(Stored data)
********************
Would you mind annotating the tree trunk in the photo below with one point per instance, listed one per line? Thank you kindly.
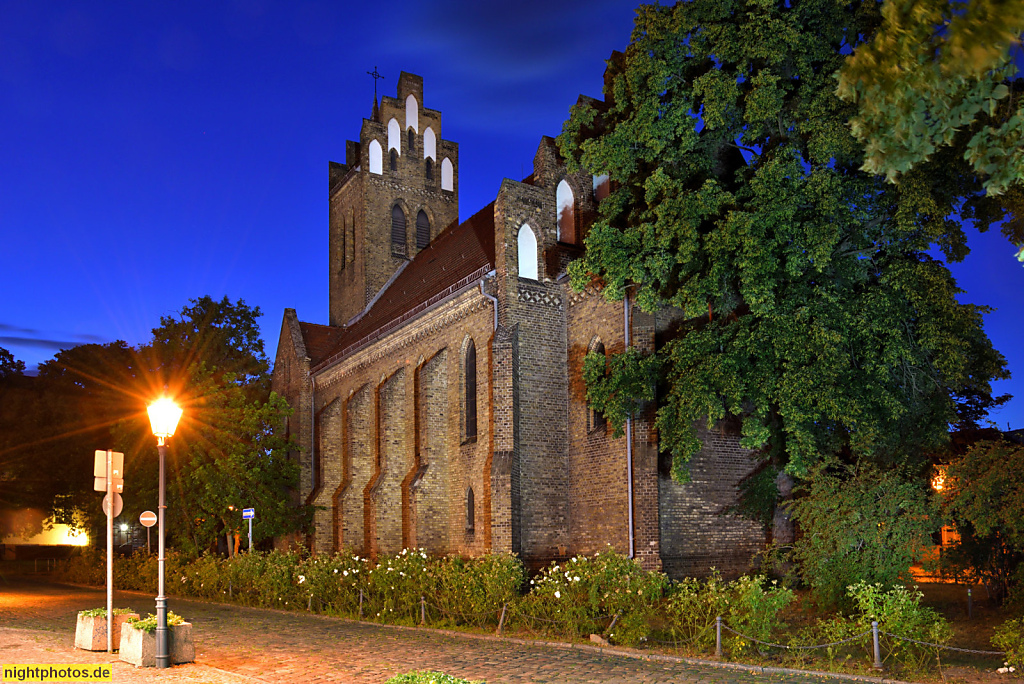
(783, 529)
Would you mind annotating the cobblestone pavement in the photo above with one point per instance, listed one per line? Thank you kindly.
(238, 644)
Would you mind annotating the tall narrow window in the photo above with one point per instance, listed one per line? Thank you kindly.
(469, 372)
(429, 143)
(394, 135)
(448, 175)
(344, 234)
(595, 419)
(527, 252)
(422, 229)
(566, 213)
(412, 113)
(350, 247)
(397, 231)
(376, 158)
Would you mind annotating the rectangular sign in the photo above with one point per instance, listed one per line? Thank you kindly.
(117, 465)
(99, 484)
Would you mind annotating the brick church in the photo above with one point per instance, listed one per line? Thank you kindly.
(442, 405)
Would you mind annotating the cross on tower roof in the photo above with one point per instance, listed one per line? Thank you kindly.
(376, 76)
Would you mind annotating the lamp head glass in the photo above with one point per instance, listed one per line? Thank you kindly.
(164, 417)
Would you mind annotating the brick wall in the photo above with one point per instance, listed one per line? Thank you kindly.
(696, 531)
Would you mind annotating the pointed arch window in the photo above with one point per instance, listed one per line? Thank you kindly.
(469, 392)
(527, 252)
(394, 135)
(566, 213)
(422, 229)
(397, 231)
(448, 175)
(376, 158)
(344, 237)
(429, 143)
(596, 422)
(412, 113)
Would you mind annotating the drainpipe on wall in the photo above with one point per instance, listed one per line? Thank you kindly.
(312, 434)
(629, 434)
(491, 297)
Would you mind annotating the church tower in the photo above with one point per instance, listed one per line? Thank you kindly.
(397, 188)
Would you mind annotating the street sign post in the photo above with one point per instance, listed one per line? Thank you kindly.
(108, 471)
(148, 519)
(249, 514)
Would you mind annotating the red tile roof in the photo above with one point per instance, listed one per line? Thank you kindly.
(459, 252)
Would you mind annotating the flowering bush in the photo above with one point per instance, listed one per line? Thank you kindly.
(472, 591)
(899, 612)
(588, 592)
(1010, 637)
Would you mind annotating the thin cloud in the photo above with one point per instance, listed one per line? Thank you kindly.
(37, 343)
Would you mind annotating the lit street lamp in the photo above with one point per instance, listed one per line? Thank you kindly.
(164, 416)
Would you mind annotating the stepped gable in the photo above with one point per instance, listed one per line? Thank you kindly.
(455, 254)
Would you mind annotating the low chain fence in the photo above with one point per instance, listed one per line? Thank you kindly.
(605, 597)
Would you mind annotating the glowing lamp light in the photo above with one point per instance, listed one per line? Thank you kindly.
(164, 417)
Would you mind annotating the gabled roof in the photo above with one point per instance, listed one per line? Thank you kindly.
(320, 340)
(459, 252)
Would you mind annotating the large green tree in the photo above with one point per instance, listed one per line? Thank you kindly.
(228, 452)
(812, 310)
(942, 74)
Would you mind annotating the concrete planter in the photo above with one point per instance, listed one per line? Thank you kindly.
(90, 633)
(139, 647)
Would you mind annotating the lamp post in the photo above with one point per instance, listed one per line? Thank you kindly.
(164, 416)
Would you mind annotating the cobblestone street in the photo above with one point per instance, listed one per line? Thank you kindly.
(238, 644)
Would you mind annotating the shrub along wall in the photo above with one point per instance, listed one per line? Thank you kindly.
(605, 593)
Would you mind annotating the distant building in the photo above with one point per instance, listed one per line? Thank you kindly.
(442, 405)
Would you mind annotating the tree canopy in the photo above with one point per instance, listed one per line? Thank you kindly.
(811, 307)
(943, 74)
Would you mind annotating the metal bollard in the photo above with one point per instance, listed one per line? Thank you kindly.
(878, 651)
(501, 621)
(614, 618)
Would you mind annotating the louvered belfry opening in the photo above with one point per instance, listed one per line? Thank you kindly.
(422, 230)
(470, 373)
(397, 231)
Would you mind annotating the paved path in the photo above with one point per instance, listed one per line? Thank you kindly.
(238, 644)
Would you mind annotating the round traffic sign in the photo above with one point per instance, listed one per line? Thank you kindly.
(118, 505)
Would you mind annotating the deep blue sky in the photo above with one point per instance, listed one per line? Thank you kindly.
(155, 152)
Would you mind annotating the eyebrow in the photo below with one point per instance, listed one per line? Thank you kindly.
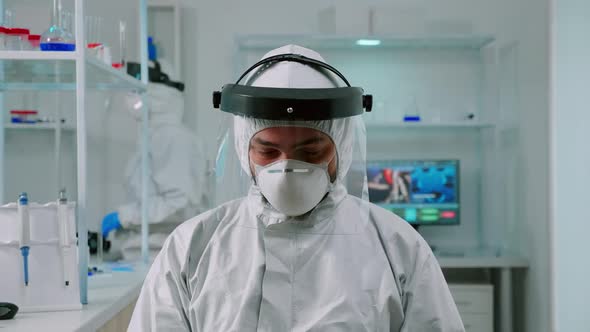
(313, 140)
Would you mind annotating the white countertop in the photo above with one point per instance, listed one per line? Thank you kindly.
(108, 294)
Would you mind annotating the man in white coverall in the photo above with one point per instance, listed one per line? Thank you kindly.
(298, 253)
(177, 187)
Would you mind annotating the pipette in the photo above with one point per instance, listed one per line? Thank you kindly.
(25, 235)
(64, 233)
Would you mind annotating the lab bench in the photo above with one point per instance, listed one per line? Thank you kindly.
(112, 297)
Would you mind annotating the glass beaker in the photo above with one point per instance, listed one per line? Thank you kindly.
(56, 38)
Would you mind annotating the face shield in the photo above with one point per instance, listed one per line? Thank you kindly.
(294, 132)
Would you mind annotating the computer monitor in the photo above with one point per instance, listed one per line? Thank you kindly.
(423, 192)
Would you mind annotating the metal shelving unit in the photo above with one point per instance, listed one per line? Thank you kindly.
(36, 70)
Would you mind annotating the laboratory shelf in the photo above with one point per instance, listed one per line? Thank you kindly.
(254, 42)
(38, 126)
(430, 125)
(35, 70)
(162, 3)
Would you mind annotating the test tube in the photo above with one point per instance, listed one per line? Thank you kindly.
(122, 41)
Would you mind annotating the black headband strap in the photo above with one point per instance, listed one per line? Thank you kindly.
(294, 58)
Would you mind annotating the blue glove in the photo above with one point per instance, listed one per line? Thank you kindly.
(110, 222)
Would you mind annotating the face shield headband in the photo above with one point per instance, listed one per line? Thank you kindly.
(292, 104)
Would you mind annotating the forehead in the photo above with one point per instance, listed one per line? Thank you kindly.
(289, 135)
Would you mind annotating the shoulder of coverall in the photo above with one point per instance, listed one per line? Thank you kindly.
(192, 236)
(406, 250)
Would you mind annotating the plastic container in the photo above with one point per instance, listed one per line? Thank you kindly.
(23, 116)
(17, 39)
(34, 42)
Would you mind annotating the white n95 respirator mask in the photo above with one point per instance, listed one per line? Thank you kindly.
(293, 187)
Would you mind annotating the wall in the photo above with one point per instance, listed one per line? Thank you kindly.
(570, 162)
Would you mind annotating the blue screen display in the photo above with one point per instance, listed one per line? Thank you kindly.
(420, 191)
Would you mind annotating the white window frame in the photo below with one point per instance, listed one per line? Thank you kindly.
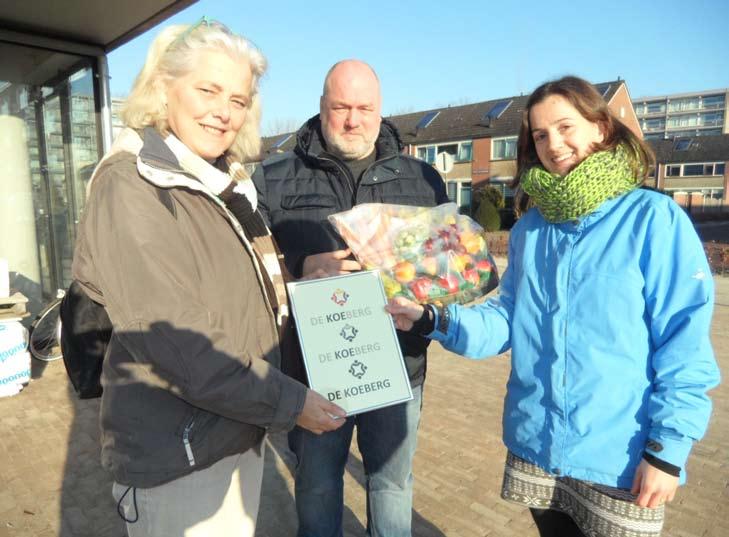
********************
THE PROBLEM — Find each line in the data above that includes the word "cobblestone" and copy those lines out in full.

EXERCISE OUTPUT —
Would you mind annotating the cobblestone pavement in the photo above with one point per instance, listed one per line? Thank you kindly.
Would you mind annotating the cobblestone street in the photo above with one point per instance, listed one per line? Thank you kindly.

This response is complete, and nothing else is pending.